━━ QUOTED TEXT ━━

Sunday, August 10, 2008

Yeah, Oil's Down, but...

From our friends at The Oil Drum:

Tuesday, July 1, 2008

So Now What?

All right, I've given you pretty much a brain dump of what I think of the oil situation. I didn't want to leave things in such a negative state, and I wanted to share what my personal thoughts are as far as going forward is concerned.

It goes something like this.

As long as our cars run on gasoline:
  • the number of nuclear power plants are irrelevant to transportation prices.
  • the number of coal plants are irrelevant
  • the number of natural gas plants are irrelevant
  • the number of solar plants are irrelevant
  • the number of wind plants are irrelevant
  • the number of thermal plants are irrelevant
  • the number of hydroelectric plants are irrelevant
  • etc., etc., etc.
However, if our transportation was electric, we could fuel it with coal, wind, solar, nuclear, natural gas, geo-thermal, or anything we wanted. The great thing about electricity is that you can't tell which fuel generated it.

The obstacles are technical at this point. Importantly, they are not infrastructural. Unlike hydrogen or other new physical commodities as fuels, no new pipelines or fueling stations or rails or other major infrastructure projects are creating a chicken or the egg type situation. (For instance, in order to use hydrogen powered cars, you need hydrogen fueling stations - which no one will build until there are hydrogen cars - which no one will buy until there are hydrogen fueling stations.)

The main technical obstacle is battery technology. Fortunately, there is a great deal of work going on in batteries and progress is being made. Also, all the car manufacturers are moving towards hybrids of one type or another. So, things are in the works.

━━━
━━ ENTRIES SUPPLIED ━━

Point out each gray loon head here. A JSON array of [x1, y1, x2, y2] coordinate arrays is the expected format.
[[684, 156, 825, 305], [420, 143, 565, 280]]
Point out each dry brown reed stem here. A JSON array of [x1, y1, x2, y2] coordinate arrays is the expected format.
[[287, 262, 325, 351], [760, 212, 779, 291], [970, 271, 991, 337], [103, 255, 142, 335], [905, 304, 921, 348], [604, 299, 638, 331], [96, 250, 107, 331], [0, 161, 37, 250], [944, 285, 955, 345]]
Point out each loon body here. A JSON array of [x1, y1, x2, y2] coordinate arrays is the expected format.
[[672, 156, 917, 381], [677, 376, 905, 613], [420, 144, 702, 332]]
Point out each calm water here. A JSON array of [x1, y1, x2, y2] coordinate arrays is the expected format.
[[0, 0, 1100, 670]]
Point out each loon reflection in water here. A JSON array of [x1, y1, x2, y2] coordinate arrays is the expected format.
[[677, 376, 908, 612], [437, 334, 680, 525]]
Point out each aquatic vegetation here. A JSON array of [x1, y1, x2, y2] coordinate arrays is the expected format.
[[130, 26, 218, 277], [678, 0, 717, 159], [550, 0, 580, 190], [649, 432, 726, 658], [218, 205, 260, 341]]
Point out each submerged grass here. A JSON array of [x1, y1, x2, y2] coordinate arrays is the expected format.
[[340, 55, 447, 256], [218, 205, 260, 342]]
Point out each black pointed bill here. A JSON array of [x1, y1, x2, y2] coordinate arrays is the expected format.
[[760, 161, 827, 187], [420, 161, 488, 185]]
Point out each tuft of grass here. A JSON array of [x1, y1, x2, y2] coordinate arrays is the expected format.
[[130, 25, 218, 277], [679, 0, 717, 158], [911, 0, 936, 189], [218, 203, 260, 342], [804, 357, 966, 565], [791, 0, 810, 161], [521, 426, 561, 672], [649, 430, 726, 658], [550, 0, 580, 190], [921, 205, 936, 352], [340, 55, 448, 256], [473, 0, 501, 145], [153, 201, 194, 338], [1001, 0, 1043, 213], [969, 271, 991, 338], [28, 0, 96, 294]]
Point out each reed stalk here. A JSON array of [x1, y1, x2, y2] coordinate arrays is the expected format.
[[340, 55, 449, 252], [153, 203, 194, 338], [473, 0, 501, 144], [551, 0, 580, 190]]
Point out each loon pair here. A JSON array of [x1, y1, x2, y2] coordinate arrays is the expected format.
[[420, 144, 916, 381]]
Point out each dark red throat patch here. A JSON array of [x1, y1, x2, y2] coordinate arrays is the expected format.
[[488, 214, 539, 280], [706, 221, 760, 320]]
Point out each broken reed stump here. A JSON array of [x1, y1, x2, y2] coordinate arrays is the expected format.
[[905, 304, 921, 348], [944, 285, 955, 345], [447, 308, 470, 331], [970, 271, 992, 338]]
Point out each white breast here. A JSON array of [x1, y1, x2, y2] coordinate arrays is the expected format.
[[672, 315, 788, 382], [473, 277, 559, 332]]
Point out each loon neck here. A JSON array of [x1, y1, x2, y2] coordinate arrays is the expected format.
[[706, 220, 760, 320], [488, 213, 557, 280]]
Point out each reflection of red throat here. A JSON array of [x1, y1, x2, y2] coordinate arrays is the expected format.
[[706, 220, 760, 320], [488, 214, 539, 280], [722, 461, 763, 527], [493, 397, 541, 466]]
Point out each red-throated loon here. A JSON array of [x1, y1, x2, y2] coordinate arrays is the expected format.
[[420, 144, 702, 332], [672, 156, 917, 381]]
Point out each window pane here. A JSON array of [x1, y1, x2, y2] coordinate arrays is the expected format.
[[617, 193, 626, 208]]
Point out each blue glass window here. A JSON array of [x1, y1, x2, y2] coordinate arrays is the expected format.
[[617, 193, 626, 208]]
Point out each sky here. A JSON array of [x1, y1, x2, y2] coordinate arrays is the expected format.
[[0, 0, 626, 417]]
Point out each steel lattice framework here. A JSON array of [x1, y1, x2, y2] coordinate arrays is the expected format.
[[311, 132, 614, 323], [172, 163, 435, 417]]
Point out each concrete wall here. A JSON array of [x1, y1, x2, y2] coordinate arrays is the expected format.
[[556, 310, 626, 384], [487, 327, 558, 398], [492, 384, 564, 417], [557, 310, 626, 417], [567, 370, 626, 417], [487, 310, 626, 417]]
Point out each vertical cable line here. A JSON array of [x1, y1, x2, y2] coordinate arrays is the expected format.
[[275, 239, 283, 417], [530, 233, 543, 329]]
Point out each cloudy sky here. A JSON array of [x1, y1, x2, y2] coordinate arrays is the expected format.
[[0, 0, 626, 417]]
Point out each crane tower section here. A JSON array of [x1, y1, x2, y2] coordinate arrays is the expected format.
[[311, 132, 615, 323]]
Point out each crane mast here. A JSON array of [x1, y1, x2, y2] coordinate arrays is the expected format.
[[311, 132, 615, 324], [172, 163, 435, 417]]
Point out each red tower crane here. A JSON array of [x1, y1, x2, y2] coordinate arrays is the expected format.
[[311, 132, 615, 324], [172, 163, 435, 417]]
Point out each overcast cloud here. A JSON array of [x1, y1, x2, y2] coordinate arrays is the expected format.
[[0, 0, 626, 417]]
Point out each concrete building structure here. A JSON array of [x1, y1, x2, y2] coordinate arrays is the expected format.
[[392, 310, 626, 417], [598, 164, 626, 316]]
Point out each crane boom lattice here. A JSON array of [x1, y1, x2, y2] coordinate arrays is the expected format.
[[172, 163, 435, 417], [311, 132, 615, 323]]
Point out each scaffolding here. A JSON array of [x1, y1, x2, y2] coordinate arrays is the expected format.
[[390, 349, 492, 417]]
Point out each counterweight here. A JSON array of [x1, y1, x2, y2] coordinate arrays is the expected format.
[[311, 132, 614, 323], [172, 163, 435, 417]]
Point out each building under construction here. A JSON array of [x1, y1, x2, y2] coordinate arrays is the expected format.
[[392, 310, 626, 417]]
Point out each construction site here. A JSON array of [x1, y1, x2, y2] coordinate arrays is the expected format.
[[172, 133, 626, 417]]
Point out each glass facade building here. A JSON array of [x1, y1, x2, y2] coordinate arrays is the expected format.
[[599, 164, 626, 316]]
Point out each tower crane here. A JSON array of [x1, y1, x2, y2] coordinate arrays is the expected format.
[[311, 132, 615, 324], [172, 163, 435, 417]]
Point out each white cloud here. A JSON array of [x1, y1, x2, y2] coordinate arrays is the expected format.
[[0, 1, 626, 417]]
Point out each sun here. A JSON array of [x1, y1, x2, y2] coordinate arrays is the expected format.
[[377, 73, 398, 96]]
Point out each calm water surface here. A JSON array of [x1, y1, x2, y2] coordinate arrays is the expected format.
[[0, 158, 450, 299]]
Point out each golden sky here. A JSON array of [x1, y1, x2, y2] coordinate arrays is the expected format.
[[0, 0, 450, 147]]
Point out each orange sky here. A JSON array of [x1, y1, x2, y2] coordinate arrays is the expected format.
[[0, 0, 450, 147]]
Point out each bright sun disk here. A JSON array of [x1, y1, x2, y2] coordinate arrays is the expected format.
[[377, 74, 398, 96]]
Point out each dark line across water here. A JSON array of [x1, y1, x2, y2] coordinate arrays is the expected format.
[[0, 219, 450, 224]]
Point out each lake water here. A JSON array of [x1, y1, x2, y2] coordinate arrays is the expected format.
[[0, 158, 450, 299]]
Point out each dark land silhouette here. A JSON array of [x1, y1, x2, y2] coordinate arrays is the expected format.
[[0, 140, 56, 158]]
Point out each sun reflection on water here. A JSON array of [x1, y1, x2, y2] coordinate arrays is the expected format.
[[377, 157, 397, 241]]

━━━

> _DIRECTIVES_
1) In the post about electric transportation, switch "negative" to "gloomy" and reproduce the passage between "All right, I've" and "forward is concerned.", inclusive.
2) Summarize the post about electric transportation in two sentences.
3) List every type of power plant named in the bulleted list of the post about electric transportation.

> _ANSWERS BELOW_
1)
All right, I've given you pretty much a brain dump of what I think of the oil situation. I didn't want to leave things in such a gloomy state, and I wanted to share what my personal thoughts are as far as going forward is concerned.

2) As long as cars run on gasoline, the number of power plants of any kind is irrelevant to transportation prices, but electric transportation could be fueled by any source, since you can't tell which fuel generated electricity. The obstacles are technical rather than infrastructural, mainly battery technology, where progress is being made while car manufacturers move toward hybrids.

3)
- Nuclear
- Coal
- Natural gas
- Solar
- Wind
- Thermal
- Hydroelectric